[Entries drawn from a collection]
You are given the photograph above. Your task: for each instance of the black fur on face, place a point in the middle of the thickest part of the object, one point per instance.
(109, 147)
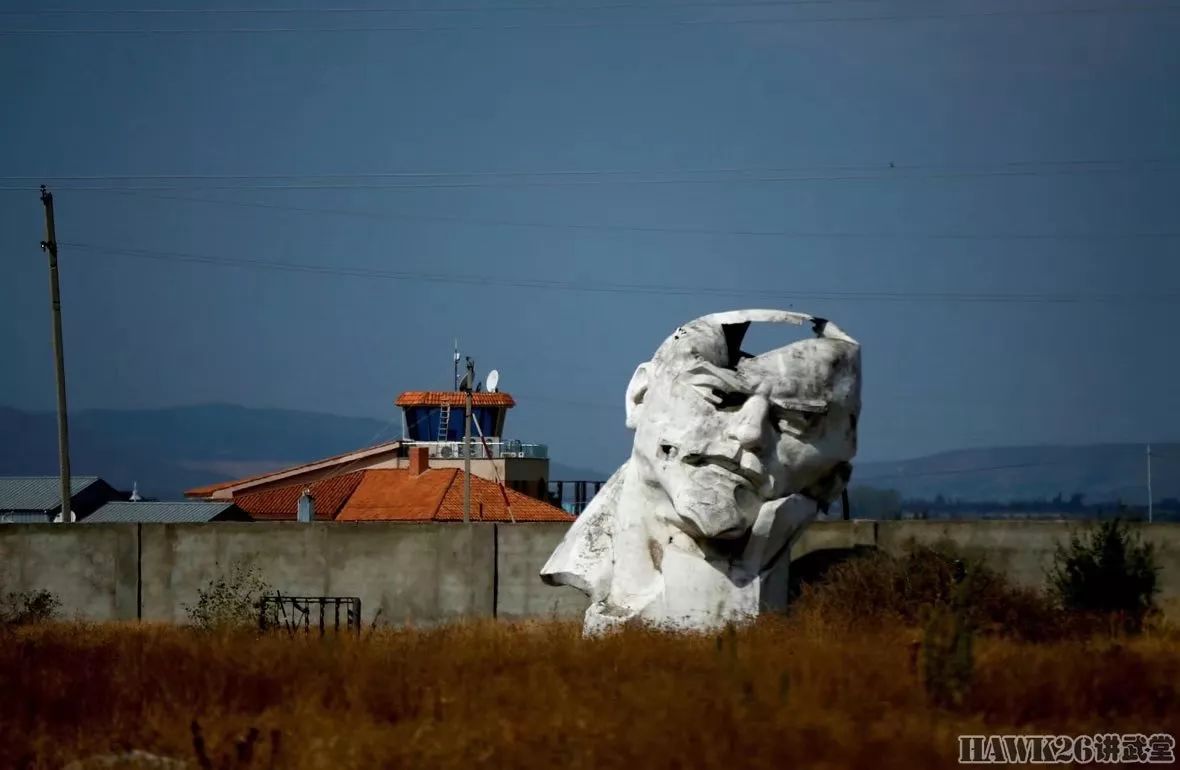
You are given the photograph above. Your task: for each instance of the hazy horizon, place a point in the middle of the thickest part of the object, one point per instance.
(307, 219)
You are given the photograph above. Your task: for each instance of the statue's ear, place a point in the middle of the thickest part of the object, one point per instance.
(636, 392)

▶ _WHAT YOU NEED TO DO_:
Format each line of the data above as a numbered list, omitting blank lines and the pictures.

▶ _THE SOLUTION_:
1. You are given the photograph above. Your task: for each instance of the black fur on face, place a point in the middle of the thickest part of the object, one point per instance.
2. (109, 147)
3. You are given the photograph above. Your task: for each instance of the hazy horizon, place a point in the middle of the thickest part of the object, one point per instance.
4. (307, 219)
5. You are given the photograph above. Your task: for each instance of the statue's ear, place a point in the middle of the thickest part of the object, one point per instance.
6. (636, 392)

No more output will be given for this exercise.